▸ Quoted passage

Restrictions on Borrowing by Employees, Officers, and Directors

1.) Borrowings by Employees

Employees are encouraged to meet their credit needs by borrowing from the Company in accordance with its loan policies.

2.) Borrowings by Officers and Directors

(a) Regulation of Officers and Directors. Regulation O of the Federal Reserve Board limits borrowings by the Company’s officers and directors from Company’s affiliated with the Company. Each Company affiliate has designated its Regulation O officers and directors. Generally, these officers and directors will be the senior policy-making officers and directors at a Company affiliate. Any officer or director in doubt about whether he or she is a Regulation O officer or director should check with the Chief Credit Officer. Officers and directors not subject to Regulation O may borrow from a Company affiliated with the Company in accordance with its loan policies.

(b) Borrowing from Non-affiliated Lending Institutions. The Company does not restrict its officers or directors from borrowing from other reputable financial institutions on customary terms to meet proper credit needs. The Company does not limit the amount of any such outside loans, although all officers and directors are expected to conduct their financial affairs in a manner that will be above criticism. Regulation O officers and directors may have to disclose such borrowings.

▸ Data section
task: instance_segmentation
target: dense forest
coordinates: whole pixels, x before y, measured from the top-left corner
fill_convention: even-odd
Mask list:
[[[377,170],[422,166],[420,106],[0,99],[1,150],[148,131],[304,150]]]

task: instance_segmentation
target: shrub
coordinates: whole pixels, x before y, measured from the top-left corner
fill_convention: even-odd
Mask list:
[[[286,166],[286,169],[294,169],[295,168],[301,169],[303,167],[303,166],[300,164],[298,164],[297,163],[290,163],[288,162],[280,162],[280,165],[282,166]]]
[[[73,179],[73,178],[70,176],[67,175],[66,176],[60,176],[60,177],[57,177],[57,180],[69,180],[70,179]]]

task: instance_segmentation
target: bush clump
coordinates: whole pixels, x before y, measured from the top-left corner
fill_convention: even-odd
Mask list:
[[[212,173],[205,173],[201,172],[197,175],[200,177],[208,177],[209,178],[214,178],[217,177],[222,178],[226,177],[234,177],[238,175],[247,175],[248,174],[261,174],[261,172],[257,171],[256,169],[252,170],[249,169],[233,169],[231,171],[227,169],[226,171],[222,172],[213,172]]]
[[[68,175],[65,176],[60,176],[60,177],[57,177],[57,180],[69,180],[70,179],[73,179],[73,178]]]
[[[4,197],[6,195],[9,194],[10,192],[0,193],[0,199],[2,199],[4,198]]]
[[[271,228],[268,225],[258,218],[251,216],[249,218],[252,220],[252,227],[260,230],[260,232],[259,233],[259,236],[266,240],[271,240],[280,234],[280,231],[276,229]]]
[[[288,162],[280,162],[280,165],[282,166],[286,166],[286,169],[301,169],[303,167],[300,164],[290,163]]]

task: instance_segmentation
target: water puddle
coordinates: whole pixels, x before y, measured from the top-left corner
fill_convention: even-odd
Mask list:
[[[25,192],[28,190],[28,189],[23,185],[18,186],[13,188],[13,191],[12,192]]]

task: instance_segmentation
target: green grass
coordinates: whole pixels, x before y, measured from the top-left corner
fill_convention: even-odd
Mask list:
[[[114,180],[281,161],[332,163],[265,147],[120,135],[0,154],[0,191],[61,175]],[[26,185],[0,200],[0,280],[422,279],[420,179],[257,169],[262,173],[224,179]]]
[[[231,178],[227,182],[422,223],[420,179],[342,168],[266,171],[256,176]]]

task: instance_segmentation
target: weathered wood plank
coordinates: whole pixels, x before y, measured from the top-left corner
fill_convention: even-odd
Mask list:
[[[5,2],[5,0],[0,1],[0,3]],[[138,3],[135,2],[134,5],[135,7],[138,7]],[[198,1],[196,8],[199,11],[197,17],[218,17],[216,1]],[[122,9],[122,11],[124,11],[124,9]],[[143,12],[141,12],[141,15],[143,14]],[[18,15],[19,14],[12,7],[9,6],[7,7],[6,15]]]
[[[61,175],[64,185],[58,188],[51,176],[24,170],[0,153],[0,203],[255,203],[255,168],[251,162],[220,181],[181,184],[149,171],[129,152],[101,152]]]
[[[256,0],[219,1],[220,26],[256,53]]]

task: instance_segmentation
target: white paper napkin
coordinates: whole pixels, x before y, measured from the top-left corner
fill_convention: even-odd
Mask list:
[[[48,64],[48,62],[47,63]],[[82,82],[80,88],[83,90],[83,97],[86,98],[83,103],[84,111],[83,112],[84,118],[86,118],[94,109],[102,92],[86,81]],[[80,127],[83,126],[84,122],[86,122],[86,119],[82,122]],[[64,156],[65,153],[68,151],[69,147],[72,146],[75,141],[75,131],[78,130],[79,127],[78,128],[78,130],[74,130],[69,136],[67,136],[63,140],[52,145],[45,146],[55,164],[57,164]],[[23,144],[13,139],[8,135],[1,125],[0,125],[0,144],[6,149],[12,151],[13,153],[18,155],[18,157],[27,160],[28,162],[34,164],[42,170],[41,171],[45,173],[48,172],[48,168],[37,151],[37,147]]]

▸ The request
Print the borrowing restrictions verbatim, everything from "Employees are encouraged" down to "with the Company in accordance with its loan policies.". The records play no part in what is asked here.

▸ Written response
Employees are encouraged to meet their credit needs by borrowing from the Company in accordance with its loan policies.

2.) Borrowings by Officers and Directors

(a) Regulation of Officers and Directors. Regulation O of the Federal Reserve Board limits borrowings by the Company’s officers and directors from Company’s affiliated with the Company. Each Company affiliate has designated its Regulation O officers and directors. Generally, these officers and directors will be the senior policy-making officers and directors at a Company affiliate. Any officer or director in doubt about whether he or she is a Regulation O officer or director should check with the Chief Credit Officer. Officers and directors not subject to Regulation O may borrow from a Company affiliated with the Company in accordance with its loan policies.